(Natural language region descriptions)
━━━━━━━━━━━━━━━━━━━━━━━━━━━━━━

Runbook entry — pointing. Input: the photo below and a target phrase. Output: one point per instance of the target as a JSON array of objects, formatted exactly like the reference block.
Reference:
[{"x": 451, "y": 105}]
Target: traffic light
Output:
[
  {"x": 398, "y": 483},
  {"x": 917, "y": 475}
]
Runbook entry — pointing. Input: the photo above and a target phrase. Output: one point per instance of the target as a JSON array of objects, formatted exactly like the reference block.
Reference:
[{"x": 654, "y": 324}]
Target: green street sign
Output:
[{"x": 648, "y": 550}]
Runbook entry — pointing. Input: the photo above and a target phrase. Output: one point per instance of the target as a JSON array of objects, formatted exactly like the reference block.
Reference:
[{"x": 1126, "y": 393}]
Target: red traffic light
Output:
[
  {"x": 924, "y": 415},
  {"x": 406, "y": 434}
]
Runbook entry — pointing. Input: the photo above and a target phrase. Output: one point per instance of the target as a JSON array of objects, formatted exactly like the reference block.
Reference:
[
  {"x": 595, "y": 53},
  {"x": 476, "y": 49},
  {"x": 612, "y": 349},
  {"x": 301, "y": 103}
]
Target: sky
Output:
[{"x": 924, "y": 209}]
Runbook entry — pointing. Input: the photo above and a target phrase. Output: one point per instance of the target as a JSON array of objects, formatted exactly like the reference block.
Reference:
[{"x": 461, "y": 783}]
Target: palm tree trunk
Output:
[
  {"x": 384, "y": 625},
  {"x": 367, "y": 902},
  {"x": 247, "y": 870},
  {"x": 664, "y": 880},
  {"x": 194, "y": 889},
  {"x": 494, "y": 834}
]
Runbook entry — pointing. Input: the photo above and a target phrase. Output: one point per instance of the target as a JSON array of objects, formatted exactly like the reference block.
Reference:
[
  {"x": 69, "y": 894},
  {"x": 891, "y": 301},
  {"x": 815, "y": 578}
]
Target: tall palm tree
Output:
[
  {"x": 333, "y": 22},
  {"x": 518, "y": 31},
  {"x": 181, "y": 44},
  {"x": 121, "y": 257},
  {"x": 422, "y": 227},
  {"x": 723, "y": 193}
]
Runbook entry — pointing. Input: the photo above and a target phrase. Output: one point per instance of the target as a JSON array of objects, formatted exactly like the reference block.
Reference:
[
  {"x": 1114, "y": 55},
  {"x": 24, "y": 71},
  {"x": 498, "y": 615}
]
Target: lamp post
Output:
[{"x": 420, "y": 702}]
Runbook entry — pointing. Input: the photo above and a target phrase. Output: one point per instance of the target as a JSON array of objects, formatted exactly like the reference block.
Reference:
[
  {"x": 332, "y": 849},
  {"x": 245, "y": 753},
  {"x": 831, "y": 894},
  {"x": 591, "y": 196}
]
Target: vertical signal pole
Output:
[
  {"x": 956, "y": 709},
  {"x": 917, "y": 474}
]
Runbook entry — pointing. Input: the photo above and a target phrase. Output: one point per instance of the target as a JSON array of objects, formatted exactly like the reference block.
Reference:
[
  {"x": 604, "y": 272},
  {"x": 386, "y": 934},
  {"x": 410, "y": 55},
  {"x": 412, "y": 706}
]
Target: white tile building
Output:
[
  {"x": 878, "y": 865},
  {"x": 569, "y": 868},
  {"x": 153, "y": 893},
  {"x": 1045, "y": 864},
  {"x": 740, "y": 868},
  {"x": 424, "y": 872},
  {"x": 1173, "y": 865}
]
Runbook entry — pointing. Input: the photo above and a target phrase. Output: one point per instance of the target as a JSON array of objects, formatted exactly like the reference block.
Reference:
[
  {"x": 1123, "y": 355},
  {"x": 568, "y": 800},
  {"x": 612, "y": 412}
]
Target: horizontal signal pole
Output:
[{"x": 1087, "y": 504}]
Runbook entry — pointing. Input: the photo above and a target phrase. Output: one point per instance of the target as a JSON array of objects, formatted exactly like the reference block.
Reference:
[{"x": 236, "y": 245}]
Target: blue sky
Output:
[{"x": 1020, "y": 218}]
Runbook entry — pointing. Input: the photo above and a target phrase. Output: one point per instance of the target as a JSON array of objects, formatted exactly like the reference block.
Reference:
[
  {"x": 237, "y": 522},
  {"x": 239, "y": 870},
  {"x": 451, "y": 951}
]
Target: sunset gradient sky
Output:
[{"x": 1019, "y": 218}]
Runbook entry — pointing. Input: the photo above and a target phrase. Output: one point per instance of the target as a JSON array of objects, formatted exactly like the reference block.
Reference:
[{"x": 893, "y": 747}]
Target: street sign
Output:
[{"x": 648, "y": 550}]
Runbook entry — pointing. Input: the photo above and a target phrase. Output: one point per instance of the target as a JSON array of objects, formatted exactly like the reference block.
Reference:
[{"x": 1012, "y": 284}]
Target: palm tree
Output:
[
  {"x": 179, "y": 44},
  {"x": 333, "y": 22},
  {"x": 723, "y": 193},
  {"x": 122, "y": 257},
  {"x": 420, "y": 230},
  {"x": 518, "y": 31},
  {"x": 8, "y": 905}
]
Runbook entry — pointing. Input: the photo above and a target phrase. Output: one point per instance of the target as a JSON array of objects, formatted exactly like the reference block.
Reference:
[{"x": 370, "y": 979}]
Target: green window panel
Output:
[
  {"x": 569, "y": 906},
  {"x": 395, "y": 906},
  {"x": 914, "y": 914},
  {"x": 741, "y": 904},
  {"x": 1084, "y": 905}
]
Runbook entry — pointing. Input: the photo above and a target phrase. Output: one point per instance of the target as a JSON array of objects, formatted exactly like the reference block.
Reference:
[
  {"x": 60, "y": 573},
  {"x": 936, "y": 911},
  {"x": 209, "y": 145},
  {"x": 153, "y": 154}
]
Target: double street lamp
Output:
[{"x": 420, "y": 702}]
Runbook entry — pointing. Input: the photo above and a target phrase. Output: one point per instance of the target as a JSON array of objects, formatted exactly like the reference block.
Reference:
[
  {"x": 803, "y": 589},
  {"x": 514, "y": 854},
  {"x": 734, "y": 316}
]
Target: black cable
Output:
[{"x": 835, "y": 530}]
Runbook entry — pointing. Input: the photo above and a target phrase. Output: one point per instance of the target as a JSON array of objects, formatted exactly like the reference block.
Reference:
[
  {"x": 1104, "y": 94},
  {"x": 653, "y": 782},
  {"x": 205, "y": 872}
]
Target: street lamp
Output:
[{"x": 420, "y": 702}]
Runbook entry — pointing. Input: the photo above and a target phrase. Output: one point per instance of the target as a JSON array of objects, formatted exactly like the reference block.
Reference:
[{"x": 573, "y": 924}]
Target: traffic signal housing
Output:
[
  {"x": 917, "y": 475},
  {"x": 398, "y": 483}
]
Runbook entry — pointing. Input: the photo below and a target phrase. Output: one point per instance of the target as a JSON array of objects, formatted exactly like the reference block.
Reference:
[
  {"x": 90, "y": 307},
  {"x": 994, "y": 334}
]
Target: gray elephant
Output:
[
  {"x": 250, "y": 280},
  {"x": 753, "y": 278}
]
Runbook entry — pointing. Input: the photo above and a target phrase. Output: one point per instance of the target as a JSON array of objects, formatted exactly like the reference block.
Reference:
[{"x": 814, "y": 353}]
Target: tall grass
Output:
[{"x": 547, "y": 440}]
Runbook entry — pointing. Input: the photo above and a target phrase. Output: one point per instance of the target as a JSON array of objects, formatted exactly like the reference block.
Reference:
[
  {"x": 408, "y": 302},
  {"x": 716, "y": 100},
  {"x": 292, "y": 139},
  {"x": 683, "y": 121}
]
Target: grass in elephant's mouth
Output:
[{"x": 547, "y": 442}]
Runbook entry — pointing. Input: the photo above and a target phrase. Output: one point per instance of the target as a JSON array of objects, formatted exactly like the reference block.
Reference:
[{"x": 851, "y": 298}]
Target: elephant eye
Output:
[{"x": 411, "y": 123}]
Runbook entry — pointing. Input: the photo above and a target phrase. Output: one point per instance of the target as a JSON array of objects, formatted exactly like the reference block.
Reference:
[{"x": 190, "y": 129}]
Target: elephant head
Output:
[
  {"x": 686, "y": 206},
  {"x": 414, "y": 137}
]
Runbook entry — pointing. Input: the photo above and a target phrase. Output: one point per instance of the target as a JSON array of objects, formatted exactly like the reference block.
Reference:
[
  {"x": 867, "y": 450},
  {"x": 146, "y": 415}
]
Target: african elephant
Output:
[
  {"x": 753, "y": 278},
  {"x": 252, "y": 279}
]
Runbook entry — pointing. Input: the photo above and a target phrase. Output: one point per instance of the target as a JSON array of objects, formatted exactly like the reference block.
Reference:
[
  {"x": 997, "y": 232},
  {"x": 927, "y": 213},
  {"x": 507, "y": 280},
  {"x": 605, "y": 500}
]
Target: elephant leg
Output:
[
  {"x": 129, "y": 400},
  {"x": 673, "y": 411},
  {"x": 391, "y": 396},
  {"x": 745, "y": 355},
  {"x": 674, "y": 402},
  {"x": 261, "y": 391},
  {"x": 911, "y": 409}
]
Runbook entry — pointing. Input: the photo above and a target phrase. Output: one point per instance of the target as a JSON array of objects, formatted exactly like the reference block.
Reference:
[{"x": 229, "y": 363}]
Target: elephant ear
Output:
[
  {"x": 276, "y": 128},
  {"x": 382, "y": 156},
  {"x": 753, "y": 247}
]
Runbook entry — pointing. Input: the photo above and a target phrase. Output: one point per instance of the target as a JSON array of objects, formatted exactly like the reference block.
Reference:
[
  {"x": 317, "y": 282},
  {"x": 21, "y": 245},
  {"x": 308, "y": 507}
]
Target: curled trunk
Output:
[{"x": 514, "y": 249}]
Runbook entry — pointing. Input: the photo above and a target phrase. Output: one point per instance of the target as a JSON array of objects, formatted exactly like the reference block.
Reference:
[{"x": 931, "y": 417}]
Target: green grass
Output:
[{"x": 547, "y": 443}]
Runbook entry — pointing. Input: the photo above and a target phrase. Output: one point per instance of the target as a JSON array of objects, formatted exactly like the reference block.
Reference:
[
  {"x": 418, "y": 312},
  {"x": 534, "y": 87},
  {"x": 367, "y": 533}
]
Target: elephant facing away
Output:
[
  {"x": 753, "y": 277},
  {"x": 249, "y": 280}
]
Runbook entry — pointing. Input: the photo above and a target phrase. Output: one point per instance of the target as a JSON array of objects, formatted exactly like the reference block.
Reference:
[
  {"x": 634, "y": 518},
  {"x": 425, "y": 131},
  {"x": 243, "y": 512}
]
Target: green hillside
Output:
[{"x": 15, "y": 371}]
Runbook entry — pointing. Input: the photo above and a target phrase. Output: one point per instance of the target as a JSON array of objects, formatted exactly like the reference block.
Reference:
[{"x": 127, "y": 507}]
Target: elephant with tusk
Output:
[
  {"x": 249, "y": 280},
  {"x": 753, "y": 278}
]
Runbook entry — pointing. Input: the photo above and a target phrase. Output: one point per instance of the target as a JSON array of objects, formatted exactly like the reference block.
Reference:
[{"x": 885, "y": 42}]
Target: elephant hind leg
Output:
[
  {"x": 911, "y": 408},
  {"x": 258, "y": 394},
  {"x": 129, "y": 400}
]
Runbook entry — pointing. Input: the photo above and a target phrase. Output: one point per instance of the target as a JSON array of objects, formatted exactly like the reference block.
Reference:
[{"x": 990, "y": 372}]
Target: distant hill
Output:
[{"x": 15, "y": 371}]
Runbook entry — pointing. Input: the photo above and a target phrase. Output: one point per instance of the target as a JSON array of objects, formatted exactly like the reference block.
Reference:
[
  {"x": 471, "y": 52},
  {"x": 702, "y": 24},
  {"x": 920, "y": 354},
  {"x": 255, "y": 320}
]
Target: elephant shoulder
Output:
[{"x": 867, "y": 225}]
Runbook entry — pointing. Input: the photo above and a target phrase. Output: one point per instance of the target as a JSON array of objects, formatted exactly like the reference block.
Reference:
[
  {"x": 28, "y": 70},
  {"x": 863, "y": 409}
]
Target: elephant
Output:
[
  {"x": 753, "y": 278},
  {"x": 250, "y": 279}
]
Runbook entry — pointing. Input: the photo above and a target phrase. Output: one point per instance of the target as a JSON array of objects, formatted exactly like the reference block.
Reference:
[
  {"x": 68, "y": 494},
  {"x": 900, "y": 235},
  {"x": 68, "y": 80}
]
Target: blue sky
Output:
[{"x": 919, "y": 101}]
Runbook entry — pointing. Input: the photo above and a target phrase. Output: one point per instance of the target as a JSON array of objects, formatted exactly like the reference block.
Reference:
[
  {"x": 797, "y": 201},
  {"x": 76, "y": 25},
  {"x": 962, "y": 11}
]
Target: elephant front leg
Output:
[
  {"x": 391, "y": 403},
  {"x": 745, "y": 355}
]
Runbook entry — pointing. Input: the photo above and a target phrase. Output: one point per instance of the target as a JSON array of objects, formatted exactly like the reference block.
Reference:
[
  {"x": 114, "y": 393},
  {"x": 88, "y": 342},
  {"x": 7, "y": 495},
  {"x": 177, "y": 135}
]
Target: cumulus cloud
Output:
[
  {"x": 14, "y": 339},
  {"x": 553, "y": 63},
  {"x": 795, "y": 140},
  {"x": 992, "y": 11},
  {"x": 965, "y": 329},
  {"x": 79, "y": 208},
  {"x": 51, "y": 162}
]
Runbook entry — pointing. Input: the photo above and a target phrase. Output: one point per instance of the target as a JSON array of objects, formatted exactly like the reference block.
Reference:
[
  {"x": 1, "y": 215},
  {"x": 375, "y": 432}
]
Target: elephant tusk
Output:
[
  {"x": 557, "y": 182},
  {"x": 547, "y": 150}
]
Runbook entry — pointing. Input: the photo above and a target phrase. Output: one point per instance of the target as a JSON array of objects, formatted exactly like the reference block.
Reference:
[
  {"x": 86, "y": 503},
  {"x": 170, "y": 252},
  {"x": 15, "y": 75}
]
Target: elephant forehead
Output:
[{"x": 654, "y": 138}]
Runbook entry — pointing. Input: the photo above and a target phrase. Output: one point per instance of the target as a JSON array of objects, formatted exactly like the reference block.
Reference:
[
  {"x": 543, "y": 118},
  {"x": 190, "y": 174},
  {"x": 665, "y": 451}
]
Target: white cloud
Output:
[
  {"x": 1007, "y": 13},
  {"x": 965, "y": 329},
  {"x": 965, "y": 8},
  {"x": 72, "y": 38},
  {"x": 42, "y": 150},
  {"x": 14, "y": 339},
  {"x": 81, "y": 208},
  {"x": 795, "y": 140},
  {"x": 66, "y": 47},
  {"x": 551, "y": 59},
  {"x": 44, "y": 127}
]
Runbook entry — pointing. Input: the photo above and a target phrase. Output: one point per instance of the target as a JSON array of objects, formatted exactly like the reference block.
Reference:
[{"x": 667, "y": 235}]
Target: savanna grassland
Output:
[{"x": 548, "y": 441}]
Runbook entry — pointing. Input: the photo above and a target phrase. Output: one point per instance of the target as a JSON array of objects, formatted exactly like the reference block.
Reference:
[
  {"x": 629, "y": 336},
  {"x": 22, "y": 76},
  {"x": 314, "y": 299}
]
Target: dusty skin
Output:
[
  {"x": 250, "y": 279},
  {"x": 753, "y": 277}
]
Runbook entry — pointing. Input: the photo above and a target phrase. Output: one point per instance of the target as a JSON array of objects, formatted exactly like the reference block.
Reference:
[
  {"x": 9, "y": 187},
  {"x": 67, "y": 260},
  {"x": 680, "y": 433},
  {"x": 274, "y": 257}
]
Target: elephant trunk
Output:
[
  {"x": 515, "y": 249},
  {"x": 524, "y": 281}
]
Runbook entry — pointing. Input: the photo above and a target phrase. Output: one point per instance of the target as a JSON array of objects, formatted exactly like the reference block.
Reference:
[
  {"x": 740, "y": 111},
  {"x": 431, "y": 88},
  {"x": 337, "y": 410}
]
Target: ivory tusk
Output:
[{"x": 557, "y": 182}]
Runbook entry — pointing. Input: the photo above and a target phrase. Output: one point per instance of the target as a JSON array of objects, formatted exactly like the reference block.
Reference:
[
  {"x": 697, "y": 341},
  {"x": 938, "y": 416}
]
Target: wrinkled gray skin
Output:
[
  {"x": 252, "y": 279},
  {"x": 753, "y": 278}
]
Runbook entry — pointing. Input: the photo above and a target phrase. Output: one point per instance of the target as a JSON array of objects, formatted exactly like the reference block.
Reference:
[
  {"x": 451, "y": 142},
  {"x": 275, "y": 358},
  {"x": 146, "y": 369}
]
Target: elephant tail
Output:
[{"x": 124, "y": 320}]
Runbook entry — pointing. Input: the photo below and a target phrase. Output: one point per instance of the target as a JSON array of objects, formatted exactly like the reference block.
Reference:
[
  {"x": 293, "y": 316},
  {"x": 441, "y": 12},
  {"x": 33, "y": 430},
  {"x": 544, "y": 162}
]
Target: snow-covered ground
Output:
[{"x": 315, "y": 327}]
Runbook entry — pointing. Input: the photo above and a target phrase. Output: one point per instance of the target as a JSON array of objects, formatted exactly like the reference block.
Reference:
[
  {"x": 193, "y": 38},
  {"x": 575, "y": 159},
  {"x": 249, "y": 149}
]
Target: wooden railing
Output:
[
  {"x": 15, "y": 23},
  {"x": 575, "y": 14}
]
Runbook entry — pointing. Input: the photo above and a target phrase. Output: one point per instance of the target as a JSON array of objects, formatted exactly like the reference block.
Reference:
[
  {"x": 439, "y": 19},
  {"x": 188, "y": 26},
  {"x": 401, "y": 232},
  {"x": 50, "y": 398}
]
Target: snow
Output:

━━━━━━━━━━━━━━━━━━━━━━━━━━━━━━

EXERCISE INSTRUCTIONS
Filter the entries above and keep only the lines with the word "tusk".

WRITTEN ANSWER
Target: elephant with tusk
Target: elephant tusk
Target: ivory tusk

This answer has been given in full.